**** SOURCE DATA ****

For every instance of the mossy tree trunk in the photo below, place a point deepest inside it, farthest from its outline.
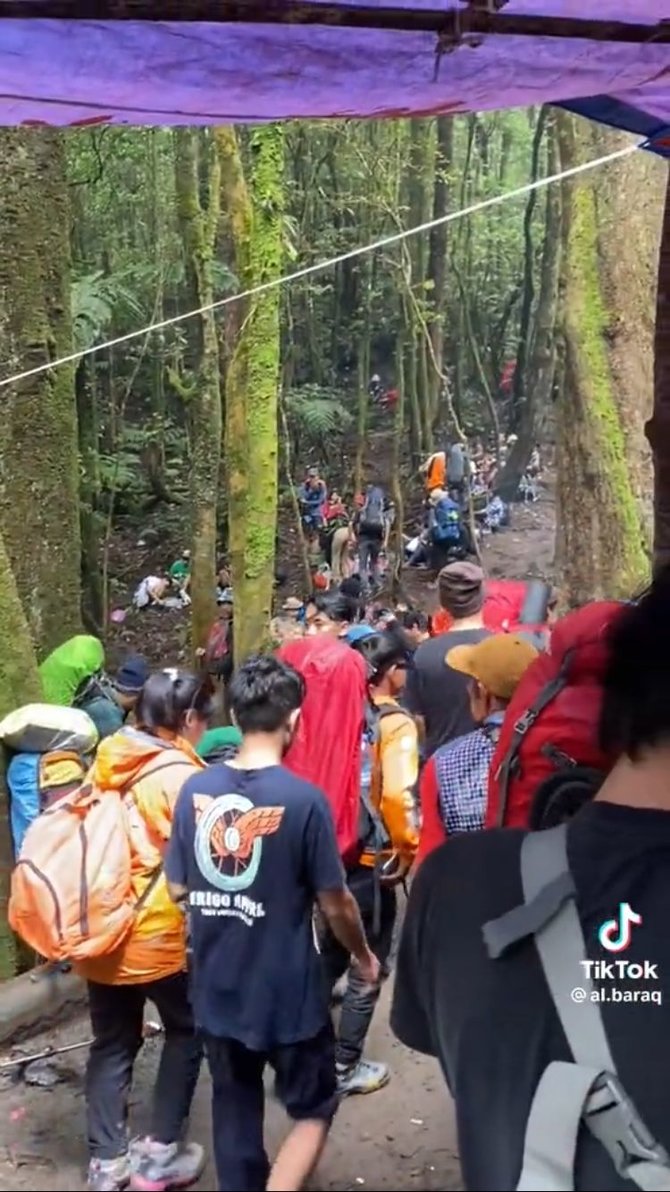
(540, 368)
(199, 225)
(612, 223)
(19, 683)
(38, 432)
(254, 208)
(658, 428)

****

◆ **WHAT IS REQUIRED**
Could you set down the data exactly as given, minus its pictures?

◆ **FINAL ANSWER**
For every instance of the mossy tree trunk in the photo below, place a point deepest inside it, farthest from its outline.
(540, 368)
(199, 225)
(612, 223)
(19, 683)
(38, 432)
(254, 208)
(658, 428)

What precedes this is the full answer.